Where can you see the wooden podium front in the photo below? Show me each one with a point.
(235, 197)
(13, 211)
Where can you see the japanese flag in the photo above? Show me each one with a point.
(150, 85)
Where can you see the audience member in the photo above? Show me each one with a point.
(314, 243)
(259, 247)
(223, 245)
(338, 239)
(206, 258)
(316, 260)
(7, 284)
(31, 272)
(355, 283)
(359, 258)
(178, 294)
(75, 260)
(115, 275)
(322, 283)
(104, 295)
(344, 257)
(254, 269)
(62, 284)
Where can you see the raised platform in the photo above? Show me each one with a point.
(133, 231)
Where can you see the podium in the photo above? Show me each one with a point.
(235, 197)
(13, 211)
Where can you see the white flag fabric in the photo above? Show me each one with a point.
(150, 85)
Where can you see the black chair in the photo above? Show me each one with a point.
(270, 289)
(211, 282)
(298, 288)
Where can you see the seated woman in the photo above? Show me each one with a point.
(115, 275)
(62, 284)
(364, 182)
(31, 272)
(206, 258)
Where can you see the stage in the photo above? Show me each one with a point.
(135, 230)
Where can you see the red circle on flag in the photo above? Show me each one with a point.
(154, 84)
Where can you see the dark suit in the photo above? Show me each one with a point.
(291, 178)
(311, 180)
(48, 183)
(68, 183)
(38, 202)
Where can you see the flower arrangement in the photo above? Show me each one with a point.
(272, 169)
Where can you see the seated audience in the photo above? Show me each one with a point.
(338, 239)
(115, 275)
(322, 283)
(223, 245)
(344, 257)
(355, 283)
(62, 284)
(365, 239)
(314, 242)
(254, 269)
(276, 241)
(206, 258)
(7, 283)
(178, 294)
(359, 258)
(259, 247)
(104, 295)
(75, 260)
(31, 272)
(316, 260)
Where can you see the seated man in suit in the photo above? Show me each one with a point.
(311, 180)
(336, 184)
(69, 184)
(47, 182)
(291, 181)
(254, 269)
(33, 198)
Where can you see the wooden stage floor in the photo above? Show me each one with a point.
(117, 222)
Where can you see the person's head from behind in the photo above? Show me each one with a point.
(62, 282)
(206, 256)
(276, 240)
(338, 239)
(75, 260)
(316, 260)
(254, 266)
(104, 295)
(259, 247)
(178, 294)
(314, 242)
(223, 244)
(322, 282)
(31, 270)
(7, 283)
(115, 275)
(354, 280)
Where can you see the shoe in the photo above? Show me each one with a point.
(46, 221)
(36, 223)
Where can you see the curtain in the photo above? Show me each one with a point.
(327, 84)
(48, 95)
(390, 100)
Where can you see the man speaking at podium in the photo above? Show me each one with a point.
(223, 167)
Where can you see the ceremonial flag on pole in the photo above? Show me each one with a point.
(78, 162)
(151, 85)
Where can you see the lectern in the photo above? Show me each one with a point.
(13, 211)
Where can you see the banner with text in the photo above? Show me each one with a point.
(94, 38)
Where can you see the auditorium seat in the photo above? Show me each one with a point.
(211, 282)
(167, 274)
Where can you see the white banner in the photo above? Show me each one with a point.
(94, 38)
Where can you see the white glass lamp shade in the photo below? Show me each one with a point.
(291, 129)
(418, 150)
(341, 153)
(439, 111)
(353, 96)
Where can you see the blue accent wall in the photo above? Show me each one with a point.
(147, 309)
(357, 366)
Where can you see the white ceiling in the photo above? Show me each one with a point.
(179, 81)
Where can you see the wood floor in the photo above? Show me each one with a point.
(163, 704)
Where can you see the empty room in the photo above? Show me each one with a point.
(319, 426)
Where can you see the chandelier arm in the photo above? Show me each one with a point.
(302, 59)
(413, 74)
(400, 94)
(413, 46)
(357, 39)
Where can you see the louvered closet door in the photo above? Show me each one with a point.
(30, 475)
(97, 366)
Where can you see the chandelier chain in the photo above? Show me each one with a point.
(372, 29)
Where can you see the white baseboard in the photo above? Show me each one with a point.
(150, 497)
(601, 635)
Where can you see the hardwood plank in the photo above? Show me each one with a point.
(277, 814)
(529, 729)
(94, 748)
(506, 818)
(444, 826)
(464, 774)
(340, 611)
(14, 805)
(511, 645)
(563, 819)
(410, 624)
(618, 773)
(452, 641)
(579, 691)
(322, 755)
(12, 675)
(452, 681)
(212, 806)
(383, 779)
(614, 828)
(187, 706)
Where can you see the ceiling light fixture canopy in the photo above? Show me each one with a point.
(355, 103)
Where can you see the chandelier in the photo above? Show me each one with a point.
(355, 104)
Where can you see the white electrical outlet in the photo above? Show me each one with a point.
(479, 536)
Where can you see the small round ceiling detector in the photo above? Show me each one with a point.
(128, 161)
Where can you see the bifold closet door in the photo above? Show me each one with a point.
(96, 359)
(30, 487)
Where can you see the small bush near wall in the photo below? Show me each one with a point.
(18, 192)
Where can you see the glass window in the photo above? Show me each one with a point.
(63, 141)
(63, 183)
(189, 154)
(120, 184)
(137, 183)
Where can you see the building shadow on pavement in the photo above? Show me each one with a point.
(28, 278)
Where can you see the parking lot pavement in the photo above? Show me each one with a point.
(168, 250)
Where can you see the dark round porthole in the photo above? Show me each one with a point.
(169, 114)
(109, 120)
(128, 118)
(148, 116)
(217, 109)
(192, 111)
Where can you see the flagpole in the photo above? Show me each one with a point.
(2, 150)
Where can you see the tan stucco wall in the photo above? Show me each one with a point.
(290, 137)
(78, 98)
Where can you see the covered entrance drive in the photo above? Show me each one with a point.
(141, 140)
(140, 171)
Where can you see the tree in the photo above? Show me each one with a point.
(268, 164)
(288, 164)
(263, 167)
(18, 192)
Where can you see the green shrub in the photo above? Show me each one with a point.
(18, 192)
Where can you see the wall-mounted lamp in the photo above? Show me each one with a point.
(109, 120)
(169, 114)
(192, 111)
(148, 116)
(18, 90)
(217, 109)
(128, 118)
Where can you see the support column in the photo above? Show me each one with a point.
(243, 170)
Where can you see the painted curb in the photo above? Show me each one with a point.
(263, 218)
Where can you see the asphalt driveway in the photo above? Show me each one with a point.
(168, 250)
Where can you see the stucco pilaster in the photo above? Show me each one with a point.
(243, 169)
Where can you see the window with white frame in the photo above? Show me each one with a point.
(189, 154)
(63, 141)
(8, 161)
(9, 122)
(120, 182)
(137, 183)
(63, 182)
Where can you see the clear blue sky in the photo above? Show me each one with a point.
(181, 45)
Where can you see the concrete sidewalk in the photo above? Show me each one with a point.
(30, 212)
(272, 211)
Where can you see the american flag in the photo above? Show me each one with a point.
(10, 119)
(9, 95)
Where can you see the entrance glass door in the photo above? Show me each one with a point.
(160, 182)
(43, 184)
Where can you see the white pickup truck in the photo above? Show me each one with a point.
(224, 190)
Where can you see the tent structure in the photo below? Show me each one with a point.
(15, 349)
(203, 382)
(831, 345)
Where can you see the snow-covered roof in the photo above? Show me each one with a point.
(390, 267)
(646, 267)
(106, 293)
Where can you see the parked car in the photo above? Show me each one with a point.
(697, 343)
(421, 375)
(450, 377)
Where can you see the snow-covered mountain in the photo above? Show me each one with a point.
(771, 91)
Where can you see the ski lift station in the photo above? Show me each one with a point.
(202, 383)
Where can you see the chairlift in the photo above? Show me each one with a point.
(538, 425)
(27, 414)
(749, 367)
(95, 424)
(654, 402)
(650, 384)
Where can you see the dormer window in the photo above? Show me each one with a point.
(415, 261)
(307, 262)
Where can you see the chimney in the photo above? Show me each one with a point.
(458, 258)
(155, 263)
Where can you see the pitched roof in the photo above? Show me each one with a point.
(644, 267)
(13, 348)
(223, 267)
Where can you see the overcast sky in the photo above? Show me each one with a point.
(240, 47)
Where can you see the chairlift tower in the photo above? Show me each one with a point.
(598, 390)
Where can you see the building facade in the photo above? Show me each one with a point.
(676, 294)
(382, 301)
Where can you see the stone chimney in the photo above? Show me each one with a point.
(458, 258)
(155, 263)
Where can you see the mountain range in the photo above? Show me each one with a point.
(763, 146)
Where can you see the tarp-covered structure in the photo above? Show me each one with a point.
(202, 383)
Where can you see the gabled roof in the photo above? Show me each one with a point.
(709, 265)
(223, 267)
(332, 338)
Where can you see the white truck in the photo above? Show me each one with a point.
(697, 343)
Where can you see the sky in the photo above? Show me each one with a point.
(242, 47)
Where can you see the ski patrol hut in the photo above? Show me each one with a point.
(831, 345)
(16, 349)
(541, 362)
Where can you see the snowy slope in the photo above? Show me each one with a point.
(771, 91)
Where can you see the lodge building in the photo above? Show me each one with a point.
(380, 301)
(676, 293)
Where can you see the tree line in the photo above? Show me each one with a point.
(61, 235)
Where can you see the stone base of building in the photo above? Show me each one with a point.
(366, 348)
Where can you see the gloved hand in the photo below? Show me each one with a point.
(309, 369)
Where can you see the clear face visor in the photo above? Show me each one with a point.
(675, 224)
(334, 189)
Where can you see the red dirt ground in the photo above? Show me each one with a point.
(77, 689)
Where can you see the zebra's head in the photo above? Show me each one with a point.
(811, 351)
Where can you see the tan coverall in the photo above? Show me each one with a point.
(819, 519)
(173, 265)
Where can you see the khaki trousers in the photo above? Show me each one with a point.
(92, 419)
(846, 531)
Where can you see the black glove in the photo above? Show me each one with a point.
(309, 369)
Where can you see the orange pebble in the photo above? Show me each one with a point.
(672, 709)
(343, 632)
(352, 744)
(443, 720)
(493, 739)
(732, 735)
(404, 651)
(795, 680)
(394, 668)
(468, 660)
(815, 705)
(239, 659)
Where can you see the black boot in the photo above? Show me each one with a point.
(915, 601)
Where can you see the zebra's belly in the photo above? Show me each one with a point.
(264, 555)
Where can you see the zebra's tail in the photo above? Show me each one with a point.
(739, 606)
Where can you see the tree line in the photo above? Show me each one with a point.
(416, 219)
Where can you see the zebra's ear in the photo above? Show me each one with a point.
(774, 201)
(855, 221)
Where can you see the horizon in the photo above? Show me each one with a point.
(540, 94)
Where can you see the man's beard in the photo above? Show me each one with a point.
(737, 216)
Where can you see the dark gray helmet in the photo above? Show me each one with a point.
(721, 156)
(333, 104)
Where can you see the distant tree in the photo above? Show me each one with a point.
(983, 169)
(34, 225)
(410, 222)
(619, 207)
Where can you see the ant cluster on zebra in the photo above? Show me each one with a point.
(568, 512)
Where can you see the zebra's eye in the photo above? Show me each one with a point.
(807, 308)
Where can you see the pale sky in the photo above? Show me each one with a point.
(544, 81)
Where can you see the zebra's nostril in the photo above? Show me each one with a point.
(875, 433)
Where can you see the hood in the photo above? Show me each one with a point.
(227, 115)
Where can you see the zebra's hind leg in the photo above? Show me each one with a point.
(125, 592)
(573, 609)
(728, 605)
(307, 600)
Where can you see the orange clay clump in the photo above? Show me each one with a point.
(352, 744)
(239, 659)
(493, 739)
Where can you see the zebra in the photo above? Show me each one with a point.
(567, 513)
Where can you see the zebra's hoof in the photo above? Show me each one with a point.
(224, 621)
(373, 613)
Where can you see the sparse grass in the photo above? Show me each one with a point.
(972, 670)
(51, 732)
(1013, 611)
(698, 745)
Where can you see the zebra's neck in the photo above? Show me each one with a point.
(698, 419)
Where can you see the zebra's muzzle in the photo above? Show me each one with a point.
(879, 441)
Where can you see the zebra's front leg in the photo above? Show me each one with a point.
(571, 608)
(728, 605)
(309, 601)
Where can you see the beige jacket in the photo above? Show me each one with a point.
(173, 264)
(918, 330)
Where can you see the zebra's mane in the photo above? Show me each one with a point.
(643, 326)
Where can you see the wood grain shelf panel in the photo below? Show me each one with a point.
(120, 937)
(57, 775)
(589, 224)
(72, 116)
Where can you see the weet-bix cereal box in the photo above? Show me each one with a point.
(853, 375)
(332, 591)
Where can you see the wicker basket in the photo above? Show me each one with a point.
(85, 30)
──────────────────────────────
- _Required task_
Could you rename "wicker basket" to "woven basket" in the stretch of the listing from the line containing "Where can you see the weet-bix" through the end of the listing, and give only those lines again with nothing else changed?

- _Response_
Where can you see the weet-bix cereal box in the photo above? Show me each one with a point.
(853, 375)
(332, 591)
Where can you see the woven basket in the photo above? Show me each one with a point.
(85, 30)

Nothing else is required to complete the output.